Questions -
(a) In the article on Title 42 expulsions, on what date did the CDC extend Title 42 for at least another two months?
(b) Proceed with the article on Title 42 expulsions, writing on from its final sentence.

Passage to read -

In just under two years, U.S. Customs and Border Protection (CBP) has carried out over 1.5 million rapid “expulsions” of asylum seekers and migrants at the U.S.-Mexico border under Title 42, a controversial public health law invoked by the Centers for Disease Control and Prevention (CDC). At least 200,000 parents and children have been expelled, including nearly 16,000 unaccompanied minor children during a brief period in 2020 when they were subjected to the same process as adults.

Despite intense criticism, the Biden administration has steadfastly maintained that expulsions of migrant adults and families seeking asylum are a necessary evil. But thanks to a pair of near-simultaneous court decisions on March 5, maintaining Title 42 may soon become untenable for the federal government.

Since March 2020 when Title 42 began, public health experts have criticized the policy. Advocates have documented violence and harm carried out against people expelled to Mexico. Senior Democrats have called for ending the policy. Despite calls for a change, the policy has been maintained for nearly two years. On February 4, the CDC extended Title 42 for at least another two months, giving the agency until early April to decide whether to renew it again. Whatever calculus the Biden administration has been using to make that decision has now been upended by the new court orders.

First, on the morning of March 5, a federal appeals court in Washington, DC issued a decision largely upholding an ACLU class action lawsuit brought to stop border officials from expelling migrant families. In a unanimous decision, the DC Circuit Court of Appeals held that expelling migrant families under Title 42 is legal, but the Biden administration must first screen them to ensure that no family is expelled to a place where they may be persecuted or tortured.

In weighing whether a court order was necessary, Judge Walker—a Trump appointee—emphasized that the Biden administration had made “no credible attempt to deny” that families sent back to their persecutors would be harmed.

“For [those families] who have already been forced to walk the plank into those places, the record is replete with stomach-churning evidence of death, torture, and rape.” By contrast, Walker wrote, the government’s arguments that Title 42 was necessary ran hollow. “But from a public-health perspective, based on the limited record before us, it’s far from clear that the CDC’s order serves any purpose.”

The DC Circuit’s decision is not likely to go into effect until next month at the earliest. But should the order go into effect, far fewer families could be expelled under Title 42.

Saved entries
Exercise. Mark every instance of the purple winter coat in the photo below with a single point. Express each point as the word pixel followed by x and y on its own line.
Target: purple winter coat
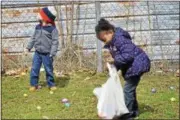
pixel 132 60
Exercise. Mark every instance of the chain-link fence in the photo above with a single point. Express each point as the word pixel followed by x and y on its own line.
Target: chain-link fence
pixel 154 26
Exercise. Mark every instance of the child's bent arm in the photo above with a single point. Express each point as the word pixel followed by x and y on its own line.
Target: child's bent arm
pixel 55 43
pixel 31 42
pixel 126 54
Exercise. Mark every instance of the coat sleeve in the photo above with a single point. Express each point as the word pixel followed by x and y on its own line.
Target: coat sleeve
pixel 124 53
pixel 31 41
pixel 55 42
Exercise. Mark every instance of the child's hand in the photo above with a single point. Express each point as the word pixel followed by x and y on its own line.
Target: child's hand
pixel 26 52
pixel 110 60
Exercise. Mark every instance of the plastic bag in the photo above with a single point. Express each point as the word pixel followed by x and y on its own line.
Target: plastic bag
pixel 110 96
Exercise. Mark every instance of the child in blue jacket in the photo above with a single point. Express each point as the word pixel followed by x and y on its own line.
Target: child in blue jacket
pixel 45 41
pixel 127 57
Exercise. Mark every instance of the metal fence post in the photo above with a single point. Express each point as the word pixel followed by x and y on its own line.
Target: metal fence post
pixel 99 46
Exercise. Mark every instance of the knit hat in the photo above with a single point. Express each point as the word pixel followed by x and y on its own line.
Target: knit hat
pixel 47 14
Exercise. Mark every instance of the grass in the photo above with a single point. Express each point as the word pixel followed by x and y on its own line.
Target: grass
pixel 83 103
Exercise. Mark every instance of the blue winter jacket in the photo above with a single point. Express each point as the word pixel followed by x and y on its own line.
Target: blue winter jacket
pixel 45 40
pixel 131 59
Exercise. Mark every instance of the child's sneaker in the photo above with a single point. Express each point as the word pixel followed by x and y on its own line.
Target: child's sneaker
pixel 53 88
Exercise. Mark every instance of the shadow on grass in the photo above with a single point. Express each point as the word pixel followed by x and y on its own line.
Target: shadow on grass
pixel 143 108
pixel 62 81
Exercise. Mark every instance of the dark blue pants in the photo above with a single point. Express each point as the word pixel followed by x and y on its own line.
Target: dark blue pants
pixel 130 94
pixel 47 61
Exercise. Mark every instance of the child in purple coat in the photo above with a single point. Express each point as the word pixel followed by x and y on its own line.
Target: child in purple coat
pixel 127 57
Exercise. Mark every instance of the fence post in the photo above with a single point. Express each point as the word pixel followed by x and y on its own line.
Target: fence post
pixel 99 46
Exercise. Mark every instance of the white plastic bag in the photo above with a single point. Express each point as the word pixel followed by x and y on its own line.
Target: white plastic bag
pixel 110 96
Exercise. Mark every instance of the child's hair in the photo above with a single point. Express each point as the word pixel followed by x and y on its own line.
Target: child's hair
pixel 103 25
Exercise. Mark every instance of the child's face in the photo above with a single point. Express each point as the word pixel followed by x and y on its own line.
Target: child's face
pixel 106 36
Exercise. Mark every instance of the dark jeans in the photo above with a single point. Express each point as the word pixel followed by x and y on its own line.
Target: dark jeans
pixel 47 61
pixel 130 94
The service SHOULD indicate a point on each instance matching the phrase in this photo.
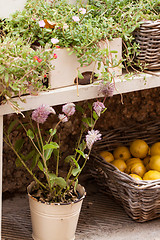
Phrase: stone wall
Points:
(137, 107)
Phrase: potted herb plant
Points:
(22, 69)
(56, 198)
(78, 34)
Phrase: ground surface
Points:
(101, 218)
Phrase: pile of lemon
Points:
(138, 160)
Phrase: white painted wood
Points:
(69, 94)
(67, 66)
(8, 7)
(1, 164)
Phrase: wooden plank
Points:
(69, 94)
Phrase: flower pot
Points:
(8, 7)
(55, 221)
(66, 65)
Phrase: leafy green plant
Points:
(55, 187)
(22, 69)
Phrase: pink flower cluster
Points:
(92, 137)
(41, 114)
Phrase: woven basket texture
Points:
(140, 199)
(148, 38)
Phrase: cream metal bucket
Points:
(55, 221)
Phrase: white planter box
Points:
(66, 65)
(8, 7)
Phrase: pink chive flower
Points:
(41, 114)
(54, 40)
(63, 118)
(98, 107)
(92, 137)
(69, 109)
(54, 55)
(106, 89)
(75, 18)
(39, 59)
(41, 23)
(82, 10)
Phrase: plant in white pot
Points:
(56, 198)
(22, 69)
(78, 35)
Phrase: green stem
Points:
(57, 165)
(44, 160)
(23, 163)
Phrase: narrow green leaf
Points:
(75, 186)
(60, 182)
(90, 106)
(40, 165)
(95, 116)
(30, 134)
(68, 159)
(81, 153)
(18, 163)
(88, 121)
(75, 171)
(35, 159)
(52, 178)
(51, 145)
(52, 132)
(11, 126)
(80, 76)
(75, 162)
(48, 153)
(79, 108)
(18, 144)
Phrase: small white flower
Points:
(63, 118)
(69, 109)
(41, 23)
(75, 18)
(98, 107)
(91, 137)
(52, 110)
(82, 10)
(65, 26)
(54, 40)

Answers given -
(a) February 4.

(b)
Later that afternoon, a federal district court judge in North Texas issued a different decision on Title 42. The lawsuit was brought by the State of Texas in an attempt to force the Biden administration to resume the practice of expelling migrant children who arrive at the border alone. That practice had originally been halted in November 2020 by a federal judge in D.C. But when that court order was temporarily blocked just days after Biden took office, the CDC quickly exempted unaccompanied children from Title 42. The exemption has since been renewed several times.

The CDC’s decision to exempt unaccompanied children from Title 42 was unlawful, ruled Judge Mark Pittman, appointed to the Northern District of Texas in 2019. In his decision, Pittman held that Texas was harmed by the CDC’s decision not to expel children and that the CDC was required to consider Texas’s interests. He gave the Biden administration just seven days to appeal his decision, after which border officials may be forced to start expelling unaccompanied children again. Unlike in the D.C. case, the fate of the children themselves was not acknowledged by Judge Pittman.

If the Biden administration is forced to apply Title 42 to unaccompanied children, the consequences would be dire. Children fleeing from sexual abuse, gender-based violence, persecution, or other harms would be turned around at the border and flown right back to the countries they left. And it would unwind one of the only remaining humanitarian protections left at the border for some of the most vulnerable individuals.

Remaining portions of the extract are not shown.